Bagian Dokumen
Selanjutnya, Hidayatuddin meninjau blok C0, C6, C7, C7A, C7B yang berbatasan dengan lahan masyarakat. Blok ini terbakar. Tumpukan kayu di dalamnya juga terbakar.

Pengamatan Hidayatuddin pindah ke blok C14 sampai blok C17 yang dalam tahap pembukaan lahan. Blok ini terbakar. Blok C14 sampai blok C22 dan blok D15 sampai blok D22 merupakan rencana tanam tahun 2014.

Hidayatuddin dua kali ke kebun Triomas mengamati lahan terbakar. Menurut penasihat hukum terdakwa, Hidayatuddin telah menyalahi tugas. Dia ke lokasi setelah melewati waktu yang ditugaskan.

Unit Kerja Presiden Bidang Pengawasan dan Pengendalian Pembangunan (UKP4) pernah audit penilaian tak patuh pada Triomas, enam bulan pasca kebakaran. Audit ini guna menilai kepatuhan perusahaan dalam mencegah dan menanggulangi kebakaran hutan dan lahan.

Turyawan Hadi, tim UKP4, mengatakan, Triomas tidak punya peralatan pencegah dan pemadaman api sesuai standar minimal.

“Tidak punya menara pemantau api. Tidak menjaga ketersediaan air dalam kanal. Kanal tidak terawat dan berlumut. Hanya melaksanakan satu kali pelatihan pemadaman kebakaran bagi karyawan,” katanya.

Sidir, Karyawan Triomas, mengaku, kebun Sungai Metas yang terbakar memang tak memiliki menara pemantau api dan papan informasi larangan membakar lahan. Namun, katanya, sarana dan prasarana perusahaan sudah lengkap.

“Untuk pelatihan pemadaman kebakaran, anggota saya pernah mengikuti di Pekanbaru. Setelah pulang saya minta mereka praktikkan.”

Adnan Muslim, juga mengaku air dalam kanal kurang. Hengki, bahkan bikin sumur buatan untuk dapatkan air.

Selain Turyawan Hadi, tim UKP4 lain yang menyebut Triomas tidak patuh adalah, Agus Hartono. Dia Kasi Dampak Perubahan Iklim Kementerian Pertanian. “Mereka punya SOP (standard operating procedure) tapi tidak dijalankan dengan maksimal. Hasil pengecekan kami, sarana dan prasarana tidak dipenuhi semua.”

Agus Hartono juga beri penilian tak patuh pada Pemerintah Siak karena, tak mengawasi perusahaan yang ada di wilayah mereka.

Saiful Amar, Kepala Bidang Pengawasan Badan Lingkungan Hidup Siak mengakui. Sejak 2013-2016, dia baru tahu Triomas setelah diperiksa penyidik pada 2016. Ternyata, sejak memiliki dokumen analisis mengenai dampak lingkungan (amdal) pada 2006, Triomas tak pernah melaporkan perkembangan kegiatan.

Data yang Diberikan

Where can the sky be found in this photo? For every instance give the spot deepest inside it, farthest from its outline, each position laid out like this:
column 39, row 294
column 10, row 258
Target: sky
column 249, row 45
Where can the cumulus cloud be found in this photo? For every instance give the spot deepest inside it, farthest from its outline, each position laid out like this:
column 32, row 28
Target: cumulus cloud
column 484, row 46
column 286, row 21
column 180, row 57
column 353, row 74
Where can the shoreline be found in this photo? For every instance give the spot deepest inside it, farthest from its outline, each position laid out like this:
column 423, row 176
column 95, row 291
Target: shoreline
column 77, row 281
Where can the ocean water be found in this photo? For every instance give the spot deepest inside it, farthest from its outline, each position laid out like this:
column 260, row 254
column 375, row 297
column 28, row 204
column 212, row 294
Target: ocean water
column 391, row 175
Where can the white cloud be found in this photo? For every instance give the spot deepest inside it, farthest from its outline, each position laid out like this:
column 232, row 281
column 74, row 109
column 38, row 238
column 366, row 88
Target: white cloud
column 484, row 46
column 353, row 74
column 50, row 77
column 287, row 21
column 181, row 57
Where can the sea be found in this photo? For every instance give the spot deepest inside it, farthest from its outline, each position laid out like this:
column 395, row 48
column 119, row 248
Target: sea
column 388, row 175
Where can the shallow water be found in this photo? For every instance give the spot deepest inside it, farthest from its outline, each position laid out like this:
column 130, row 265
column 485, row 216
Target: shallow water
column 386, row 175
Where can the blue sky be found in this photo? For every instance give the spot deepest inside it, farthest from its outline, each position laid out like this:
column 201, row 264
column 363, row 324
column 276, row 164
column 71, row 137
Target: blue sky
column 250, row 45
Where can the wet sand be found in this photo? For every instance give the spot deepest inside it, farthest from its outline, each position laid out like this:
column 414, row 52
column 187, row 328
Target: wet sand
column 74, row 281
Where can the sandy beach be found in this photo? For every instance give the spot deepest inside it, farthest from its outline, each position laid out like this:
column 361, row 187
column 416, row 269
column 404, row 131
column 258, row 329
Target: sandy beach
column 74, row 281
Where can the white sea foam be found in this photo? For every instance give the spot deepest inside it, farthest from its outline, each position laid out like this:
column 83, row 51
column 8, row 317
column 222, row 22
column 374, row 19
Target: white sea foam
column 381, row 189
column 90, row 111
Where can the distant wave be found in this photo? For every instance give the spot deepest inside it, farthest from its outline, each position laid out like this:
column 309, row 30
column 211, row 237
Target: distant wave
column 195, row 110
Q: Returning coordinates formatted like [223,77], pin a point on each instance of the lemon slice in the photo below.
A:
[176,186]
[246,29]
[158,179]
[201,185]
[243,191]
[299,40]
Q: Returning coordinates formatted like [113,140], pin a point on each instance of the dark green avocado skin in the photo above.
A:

Petunjuk Singkat 1
Tuliskan ulang kata demi kata baris-baris daftar, mulai dari baris yang memuat "Where can the ocean" dan berakhir pada baris yang memuat "column 391, row 175".
Petunjuk Singkat 2
Teruskan laporan tentang kebakaran lahan Triomas setelah kalimat terakhirnya.

Jawaban Tugas 1
Where can the ocean water be found in this photo? For every instance give the spot deepest inside it, farthest from its outline, each position laid out like this:
column 260, row 254
column 375, row 297
column 28, row 204
column 212, row 294
Target: ocean water
column 391, row 175

Jawaban Tugas 2
“Seharusnya tiap tiga atau enam bulan sekali mereka wajib beri laporan,” kata Saiful.

Junaidi, penasihat hukum terdakwa tetap keberatan dengan keterangan tim UKP4. Lembaga ini, kata Junaidi, bukan penegak hukum, hanya sebatas rekomendasi dan telah dibubarkan.

 

Sawit. Ekspansi sawit terus terjadi, hingga menciptakan beragam masalah dari deforestasi, konflik lahan sampai kebakaran, seperti yang didakwakan kepada PT TFDI di Riau. Foto: Sapariah Saturi/ Mongabay Indonesia

 

Kebakaran lahan Triomas di Kebun Sungai Metas menyebabkan kerusakan tanah gambut, sebagaimana keterangan Azwar Maas, ahli gambut dari Universitas Gadjah Mada.

Hasil analisa uji laboratorium terhadap sampel yang dia ambil di lahan bekas terbakar, menunjukkan ada perbedaan nilai Ph tanah pada permukaan dan lapisan bawah tanah.

“Kebakaran juga merusak ekosistem. Menghilangkan segala jenis flora dan fauna yang hidup di sekitar lahan,” kata Azwar. Dia ambil sampel pada November 2014.

Dua ahli dari Institut Pertanian Bogor yang dihadirkan penasihat hukum membantah keterangan Azwar. Basuki Sumawinata, ahli gambut dan budidaya sawit menyebut, tak ada kerusakan lahan bekas terbakar.

Saat datang ke kebun, dia melihat lahan ditumbuhi tanaman hijau seperti paku-pakuan dan sawit juga kembali tumbuh. Bahkan, dia sulit mengidentifikasi lahan bekas terbakar karena sudah tertutup tanaman.

“Lahan dikatakan rusak apabila tak dapat berfungsi. Nyatanya, tanaman masih tumbuh,” ujar Basuki.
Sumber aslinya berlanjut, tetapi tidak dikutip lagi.